▸ Instructions to follow
Which lines of the material contain the word "stone"? Report each one in full.

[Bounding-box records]

#####

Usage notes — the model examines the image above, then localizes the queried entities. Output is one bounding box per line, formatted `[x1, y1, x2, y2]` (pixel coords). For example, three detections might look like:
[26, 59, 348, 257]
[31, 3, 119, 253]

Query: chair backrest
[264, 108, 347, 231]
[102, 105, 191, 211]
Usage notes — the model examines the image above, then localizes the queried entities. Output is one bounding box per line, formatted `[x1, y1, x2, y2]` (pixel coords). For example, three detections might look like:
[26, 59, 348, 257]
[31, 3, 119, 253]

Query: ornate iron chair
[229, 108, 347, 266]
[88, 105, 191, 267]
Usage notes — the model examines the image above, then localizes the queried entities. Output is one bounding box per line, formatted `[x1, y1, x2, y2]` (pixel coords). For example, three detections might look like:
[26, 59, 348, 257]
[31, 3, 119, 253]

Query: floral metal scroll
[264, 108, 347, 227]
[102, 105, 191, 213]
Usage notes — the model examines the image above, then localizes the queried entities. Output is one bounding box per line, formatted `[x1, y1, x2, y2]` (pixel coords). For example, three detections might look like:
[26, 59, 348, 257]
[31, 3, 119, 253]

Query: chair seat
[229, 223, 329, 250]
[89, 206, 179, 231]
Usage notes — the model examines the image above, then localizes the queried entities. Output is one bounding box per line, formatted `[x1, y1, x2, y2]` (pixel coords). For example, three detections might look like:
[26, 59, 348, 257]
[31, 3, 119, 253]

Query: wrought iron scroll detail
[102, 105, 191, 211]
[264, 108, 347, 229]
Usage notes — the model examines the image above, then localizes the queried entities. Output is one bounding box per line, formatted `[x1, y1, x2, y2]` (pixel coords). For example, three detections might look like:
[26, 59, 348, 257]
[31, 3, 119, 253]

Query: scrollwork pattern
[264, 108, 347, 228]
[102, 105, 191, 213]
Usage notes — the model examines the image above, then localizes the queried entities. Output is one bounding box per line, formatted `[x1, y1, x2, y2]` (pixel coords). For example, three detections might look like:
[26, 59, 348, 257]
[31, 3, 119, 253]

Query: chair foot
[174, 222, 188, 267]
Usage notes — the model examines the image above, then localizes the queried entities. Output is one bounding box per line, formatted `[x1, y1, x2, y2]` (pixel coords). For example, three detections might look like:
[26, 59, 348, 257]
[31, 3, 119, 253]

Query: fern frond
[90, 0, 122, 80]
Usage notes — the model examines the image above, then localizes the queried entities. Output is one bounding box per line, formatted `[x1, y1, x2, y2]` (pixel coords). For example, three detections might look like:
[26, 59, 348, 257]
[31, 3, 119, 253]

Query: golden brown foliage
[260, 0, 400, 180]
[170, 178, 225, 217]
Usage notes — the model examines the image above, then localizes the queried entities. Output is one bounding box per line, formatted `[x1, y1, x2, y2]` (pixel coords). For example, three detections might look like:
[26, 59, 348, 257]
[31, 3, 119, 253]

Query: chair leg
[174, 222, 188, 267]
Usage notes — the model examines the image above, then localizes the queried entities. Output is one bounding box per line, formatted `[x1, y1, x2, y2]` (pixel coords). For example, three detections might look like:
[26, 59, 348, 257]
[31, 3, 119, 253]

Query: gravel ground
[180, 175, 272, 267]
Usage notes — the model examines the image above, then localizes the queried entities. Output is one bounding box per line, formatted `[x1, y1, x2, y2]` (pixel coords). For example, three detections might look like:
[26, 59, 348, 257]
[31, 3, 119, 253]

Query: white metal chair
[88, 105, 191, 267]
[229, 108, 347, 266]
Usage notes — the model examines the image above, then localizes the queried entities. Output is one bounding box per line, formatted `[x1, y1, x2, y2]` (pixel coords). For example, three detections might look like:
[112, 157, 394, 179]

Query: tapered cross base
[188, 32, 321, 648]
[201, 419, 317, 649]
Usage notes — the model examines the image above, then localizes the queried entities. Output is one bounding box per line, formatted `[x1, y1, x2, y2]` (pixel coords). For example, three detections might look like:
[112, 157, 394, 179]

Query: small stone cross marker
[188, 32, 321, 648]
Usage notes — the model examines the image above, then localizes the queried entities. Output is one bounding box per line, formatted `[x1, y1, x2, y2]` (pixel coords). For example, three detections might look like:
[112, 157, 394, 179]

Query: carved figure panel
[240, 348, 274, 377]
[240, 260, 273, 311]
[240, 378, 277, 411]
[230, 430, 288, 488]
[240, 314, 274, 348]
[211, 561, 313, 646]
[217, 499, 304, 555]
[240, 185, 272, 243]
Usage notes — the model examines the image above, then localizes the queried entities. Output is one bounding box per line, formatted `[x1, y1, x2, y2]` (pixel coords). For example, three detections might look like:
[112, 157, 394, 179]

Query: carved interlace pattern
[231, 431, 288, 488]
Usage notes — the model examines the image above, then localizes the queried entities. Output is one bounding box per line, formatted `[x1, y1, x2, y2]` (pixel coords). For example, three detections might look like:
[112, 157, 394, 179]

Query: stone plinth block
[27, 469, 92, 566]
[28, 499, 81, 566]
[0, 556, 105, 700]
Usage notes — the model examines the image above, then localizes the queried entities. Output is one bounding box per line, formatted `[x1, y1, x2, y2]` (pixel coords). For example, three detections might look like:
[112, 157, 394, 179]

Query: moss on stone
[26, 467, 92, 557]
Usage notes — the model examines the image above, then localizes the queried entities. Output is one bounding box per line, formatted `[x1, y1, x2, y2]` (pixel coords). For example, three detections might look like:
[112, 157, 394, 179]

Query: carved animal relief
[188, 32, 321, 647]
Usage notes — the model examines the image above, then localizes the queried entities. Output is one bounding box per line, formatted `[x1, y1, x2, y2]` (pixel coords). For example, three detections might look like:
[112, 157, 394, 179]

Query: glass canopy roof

#####

▸ Exercise result
Query: small stone cross marker
Query: stone plinth block
Query: moss on stone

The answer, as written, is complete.